> [Requirement 1] Decide whether each statement below agrees with the Gandhi and Kallenbach text that follows, answering yes or no and quoting the words from it that settle the matter: (a) the statue was unveiled near a synagogue in Rusnė, Lithuania; (b) Kallenbach helped Gandhi set up the Tolstoy Farm community in 1910; (c) Lounge met Shimon Lev at the Mumbai litfest in December.

In 2015, a statue commemorating the friendship of Mahatma Gandhi and Jewish architect Hermann Kallenbach was unveiled near a synagogue in Rusnė, Lithuania. This friendship was an important part of the Mahatma’s time in South Africa. Kallenbach used his considerable resources to help Gandhi set up the Tolstoy Farm community in Transvaal, South Africa, in 1910, becoming an ardent early supporter of his experiments with satyagraha.

Israeli multidisciplinary artist Shimon Lev has documented this relationship in his book Soulmates: The Story Of Mahatma Gandhi And Hermann Kallenbach, published in 2012. Lev argues that Gandhi began the transition to the Mahatma during the years spent at the Tolstoy Farm. Meanwhile, Kallenbach immersed himself in Gandhian philosophy, following its moral and political cues through the satyagraha movement in South Africa.

Lev’s study of this personal, cultural and political encounter, mapping the growth of Gandhi and Kallenbach’s belief systems on to their respective national movements, throws new light on a vital period of 20th century history. Lounge caught up with Shimon Lev on the sidelines of the Tata Literature Live! litfest in Mumbai in November. Edited excerpts:

Shimon Lev.

Shimon Lev.

How did you discover the Kallenbach archive?

(Rows of labeled points)
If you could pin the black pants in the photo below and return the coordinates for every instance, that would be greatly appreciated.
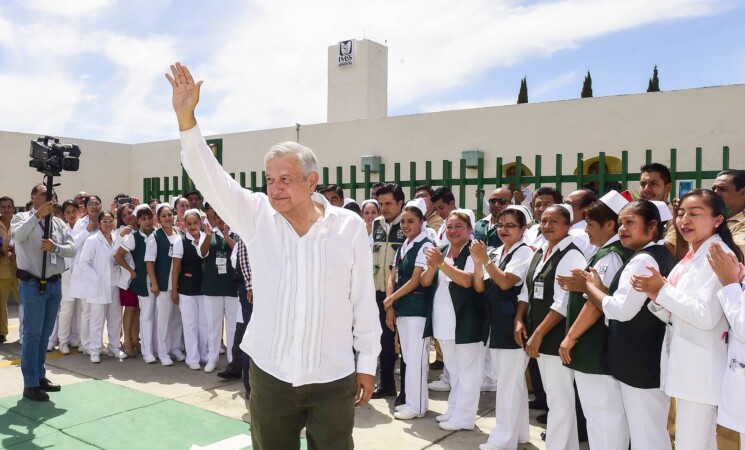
(388, 355)
(279, 412)
(246, 311)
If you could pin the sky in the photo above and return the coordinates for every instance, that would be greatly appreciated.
(94, 69)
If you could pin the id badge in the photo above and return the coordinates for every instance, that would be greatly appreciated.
(602, 268)
(221, 261)
(538, 290)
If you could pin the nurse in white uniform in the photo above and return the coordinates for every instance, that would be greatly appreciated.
(500, 273)
(635, 335)
(408, 304)
(731, 275)
(695, 351)
(99, 273)
(158, 258)
(458, 315)
(83, 229)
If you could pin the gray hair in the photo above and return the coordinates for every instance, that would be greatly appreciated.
(304, 155)
(193, 212)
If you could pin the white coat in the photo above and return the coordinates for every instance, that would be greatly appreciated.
(697, 348)
(731, 411)
(80, 234)
(97, 269)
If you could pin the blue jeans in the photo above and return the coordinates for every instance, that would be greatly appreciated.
(39, 314)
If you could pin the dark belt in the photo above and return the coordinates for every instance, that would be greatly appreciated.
(26, 276)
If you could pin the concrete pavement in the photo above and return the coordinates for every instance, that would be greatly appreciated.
(167, 387)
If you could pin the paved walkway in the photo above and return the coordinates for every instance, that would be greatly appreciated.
(129, 404)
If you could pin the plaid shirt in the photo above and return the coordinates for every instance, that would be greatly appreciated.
(243, 264)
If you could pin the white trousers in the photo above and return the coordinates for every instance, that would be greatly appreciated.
(204, 332)
(169, 325)
(85, 324)
(53, 337)
(218, 309)
(646, 412)
(191, 308)
(69, 321)
(96, 318)
(111, 313)
(147, 324)
(511, 408)
(558, 381)
(695, 426)
(415, 351)
(490, 370)
(20, 322)
(464, 362)
(602, 405)
(114, 320)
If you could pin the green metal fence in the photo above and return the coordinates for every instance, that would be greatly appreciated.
(165, 187)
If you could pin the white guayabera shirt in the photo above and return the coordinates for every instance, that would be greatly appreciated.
(314, 294)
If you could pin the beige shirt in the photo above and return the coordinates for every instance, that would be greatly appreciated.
(736, 225)
(7, 269)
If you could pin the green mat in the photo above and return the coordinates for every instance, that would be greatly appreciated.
(97, 414)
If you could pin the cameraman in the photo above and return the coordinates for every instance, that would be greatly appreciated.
(40, 310)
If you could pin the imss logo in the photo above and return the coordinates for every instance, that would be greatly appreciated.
(346, 53)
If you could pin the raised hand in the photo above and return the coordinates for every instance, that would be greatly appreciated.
(478, 252)
(649, 284)
(576, 282)
(726, 266)
(185, 95)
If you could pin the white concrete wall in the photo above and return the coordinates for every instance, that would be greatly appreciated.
(359, 90)
(708, 118)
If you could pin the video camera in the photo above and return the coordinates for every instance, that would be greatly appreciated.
(50, 157)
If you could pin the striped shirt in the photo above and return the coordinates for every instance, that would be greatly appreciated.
(317, 295)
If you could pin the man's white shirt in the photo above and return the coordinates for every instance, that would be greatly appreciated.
(314, 294)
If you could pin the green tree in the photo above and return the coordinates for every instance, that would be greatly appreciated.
(522, 97)
(587, 86)
(654, 82)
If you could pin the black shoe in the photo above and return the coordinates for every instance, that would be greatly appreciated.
(48, 386)
(538, 404)
(36, 394)
(400, 400)
(229, 373)
(381, 392)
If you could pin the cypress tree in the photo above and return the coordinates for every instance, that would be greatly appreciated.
(587, 86)
(522, 96)
(654, 82)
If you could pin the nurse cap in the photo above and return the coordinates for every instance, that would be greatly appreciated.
(665, 213)
(417, 203)
(568, 208)
(139, 208)
(470, 215)
(614, 201)
(525, 212)
(161, 206)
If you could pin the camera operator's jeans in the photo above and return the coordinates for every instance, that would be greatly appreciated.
(40, 313)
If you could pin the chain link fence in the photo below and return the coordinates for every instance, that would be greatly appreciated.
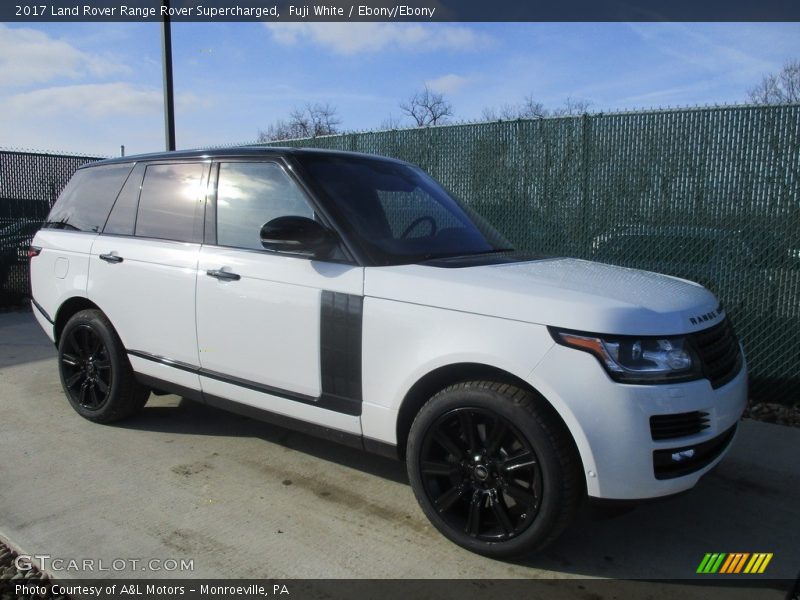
(711, 195)
(29, 184)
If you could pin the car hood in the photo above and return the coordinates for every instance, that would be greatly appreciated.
(563, 292)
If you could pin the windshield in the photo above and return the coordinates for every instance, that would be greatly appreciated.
(398, 213)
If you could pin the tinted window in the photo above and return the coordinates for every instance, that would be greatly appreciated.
(171, 194)
(122, 219)
(251, 194)
(87, 199)
(398, 213)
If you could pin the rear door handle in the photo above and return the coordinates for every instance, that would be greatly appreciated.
(226, 275)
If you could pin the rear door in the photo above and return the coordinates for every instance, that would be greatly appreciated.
(277, 332)
(143, 268)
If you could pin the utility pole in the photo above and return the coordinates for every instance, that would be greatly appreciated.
(166, 64)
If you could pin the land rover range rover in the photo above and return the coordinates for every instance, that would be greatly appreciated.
(351, 296)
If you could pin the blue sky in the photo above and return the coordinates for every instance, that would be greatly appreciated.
(89, 87)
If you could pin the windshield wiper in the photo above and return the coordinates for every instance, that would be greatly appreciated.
(432, 257)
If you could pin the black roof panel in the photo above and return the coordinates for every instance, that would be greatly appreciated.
(237, 152)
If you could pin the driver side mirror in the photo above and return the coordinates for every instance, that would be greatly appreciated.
(297, 235)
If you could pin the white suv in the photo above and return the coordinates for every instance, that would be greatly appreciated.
(350, 296)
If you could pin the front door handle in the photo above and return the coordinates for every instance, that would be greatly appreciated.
(226, 275)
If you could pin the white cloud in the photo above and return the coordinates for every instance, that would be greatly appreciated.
(447, 84)
(352, 38)
(28, 56)
(96, 100)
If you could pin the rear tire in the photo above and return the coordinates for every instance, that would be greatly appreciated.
(493, 468)
(95, 372)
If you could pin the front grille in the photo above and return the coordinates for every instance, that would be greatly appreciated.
(719, 353)
(666, 427)
(666, 466)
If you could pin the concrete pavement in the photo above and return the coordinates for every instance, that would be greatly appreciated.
(245, 499)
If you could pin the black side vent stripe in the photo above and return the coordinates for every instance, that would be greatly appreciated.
(340, 345)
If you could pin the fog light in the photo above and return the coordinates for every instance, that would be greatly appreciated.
(682, 455)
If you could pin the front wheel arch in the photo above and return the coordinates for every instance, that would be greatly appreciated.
(439, 379)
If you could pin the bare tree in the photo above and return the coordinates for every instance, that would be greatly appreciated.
(390, 122)
(528, 109)
(427, 108)
(778, 88)
(572, 107)
(310, 121)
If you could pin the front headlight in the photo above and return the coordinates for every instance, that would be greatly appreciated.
(632, 359)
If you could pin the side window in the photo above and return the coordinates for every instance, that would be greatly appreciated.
(122, 219)
(87, 199)
(171, 196)
(415, 213)
(249, 195)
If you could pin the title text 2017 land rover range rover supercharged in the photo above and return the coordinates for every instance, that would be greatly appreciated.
(351, 296)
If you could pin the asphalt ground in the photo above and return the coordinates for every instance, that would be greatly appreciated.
(240, 498)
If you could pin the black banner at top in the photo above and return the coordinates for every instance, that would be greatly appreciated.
(399, 10)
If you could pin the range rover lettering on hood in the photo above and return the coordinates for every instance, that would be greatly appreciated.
(709, 316)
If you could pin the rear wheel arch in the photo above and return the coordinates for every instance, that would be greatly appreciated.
(439, 379)
(66, 311)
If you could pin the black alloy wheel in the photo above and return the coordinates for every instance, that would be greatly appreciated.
(86, 367)
(494, 468)
(481, 474)
(95, 371)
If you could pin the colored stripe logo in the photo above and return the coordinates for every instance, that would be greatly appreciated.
(734, 563)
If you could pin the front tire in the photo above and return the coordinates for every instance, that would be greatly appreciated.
(95, 372)
(493, 468)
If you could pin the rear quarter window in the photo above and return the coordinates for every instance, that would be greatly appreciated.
(87, 199)
(171, 202)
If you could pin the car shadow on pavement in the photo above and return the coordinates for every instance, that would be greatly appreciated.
(190, 417)
(741, 506)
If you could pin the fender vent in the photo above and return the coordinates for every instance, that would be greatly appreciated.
(719, 353)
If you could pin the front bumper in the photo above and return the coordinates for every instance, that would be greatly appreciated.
(611, 425)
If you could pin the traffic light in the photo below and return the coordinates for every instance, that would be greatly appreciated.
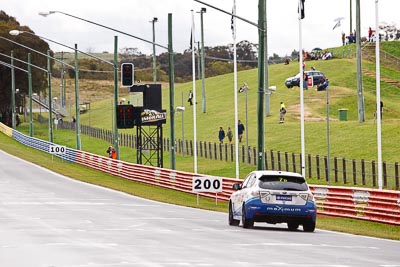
(125, 118)
(127, 70)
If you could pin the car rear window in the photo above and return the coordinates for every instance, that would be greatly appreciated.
(288, 183)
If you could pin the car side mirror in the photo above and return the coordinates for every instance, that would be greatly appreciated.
(236, 186)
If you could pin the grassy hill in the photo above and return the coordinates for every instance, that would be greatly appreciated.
(349, 139)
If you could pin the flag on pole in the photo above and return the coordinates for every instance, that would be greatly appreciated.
(191, 41)
(233, 21)
(300, 9)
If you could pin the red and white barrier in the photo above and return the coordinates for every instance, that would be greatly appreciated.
(358, 203)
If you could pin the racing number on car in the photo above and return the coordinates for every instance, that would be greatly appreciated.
(207, 184)
(57, 149)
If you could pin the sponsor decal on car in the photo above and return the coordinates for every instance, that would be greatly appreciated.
(283, 209)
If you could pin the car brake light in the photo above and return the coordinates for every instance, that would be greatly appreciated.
(307, 196)
(255, 193)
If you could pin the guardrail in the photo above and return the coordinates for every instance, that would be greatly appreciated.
(358, 203)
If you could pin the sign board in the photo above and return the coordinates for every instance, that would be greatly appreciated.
(207, 184)
(56, 149)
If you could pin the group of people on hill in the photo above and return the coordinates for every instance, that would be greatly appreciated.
(229, 134)
(317, 55)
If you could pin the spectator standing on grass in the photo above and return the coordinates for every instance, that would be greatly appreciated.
(229, 134)
(282, 112)
(221, 135)
(190, 98)
(240, 130)
(109, 151)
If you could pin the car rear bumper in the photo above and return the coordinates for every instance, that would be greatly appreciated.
(278, 213)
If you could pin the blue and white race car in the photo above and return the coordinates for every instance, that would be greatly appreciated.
(273, 197)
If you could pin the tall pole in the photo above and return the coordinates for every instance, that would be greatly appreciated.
(203, 88)
(260, 104)
(360, 96)
(328, 136)
(62, 83)
(194, 99)
(235, 92)
(116, 143)
(12, 91)
(30, 96)
(171, 93)
(378, 95)
(154, 52)
(183, 129)
(77, 106)
(303, 149)
(198, 61)
(51, 138)
(266, 91)
(351, 16)
(247, 129)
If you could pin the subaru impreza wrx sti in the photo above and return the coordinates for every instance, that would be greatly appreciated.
(273, 197)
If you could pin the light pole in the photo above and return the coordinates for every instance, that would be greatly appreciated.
(12, 91)
(171, 72)
(203, 88)
(29, 85)
(76, 78)
(154, 51)
(43, 54)
(261, 50)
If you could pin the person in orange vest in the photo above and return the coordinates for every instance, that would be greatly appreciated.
(109, 151)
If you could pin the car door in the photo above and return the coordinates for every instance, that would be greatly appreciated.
(242, 195)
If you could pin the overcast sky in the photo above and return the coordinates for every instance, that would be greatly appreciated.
(134, 16)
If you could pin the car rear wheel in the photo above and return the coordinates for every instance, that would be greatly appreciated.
(232, 221)
(309, 226)
(247, 223)
(293, 226)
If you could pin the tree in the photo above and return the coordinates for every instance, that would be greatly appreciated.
(39, 77)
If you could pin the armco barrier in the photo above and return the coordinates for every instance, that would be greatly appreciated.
(358, 203)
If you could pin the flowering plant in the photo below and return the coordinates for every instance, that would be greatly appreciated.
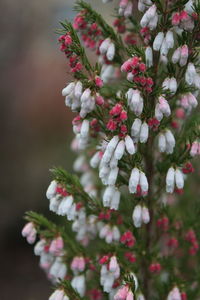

> [Requirement 2] Find each line of the rows above that contains the string "hill", matching case exactly, and copy those lines.

> [Written solution 1]
(a) Yes: "was unveiled near a synagogue in Rusnė, Lithuania"
(b) Yes: "help Gandhi set up the Tolstoy Farm community in Transvaal, South Africa, in 1910"
(c) No: "Lounge caught up with Shimon Lev on the sidelines of the Tata Literature Live! litfest in Mumbai in November"

> [Written solution 2]
If you could pin the grassy hill in the photo above and return the coordinates for every instance, that would be greatly appreciated.
If you could pin the group of people on hill in the photo above and return the coordinates for every instance, that would be greatly appreciated.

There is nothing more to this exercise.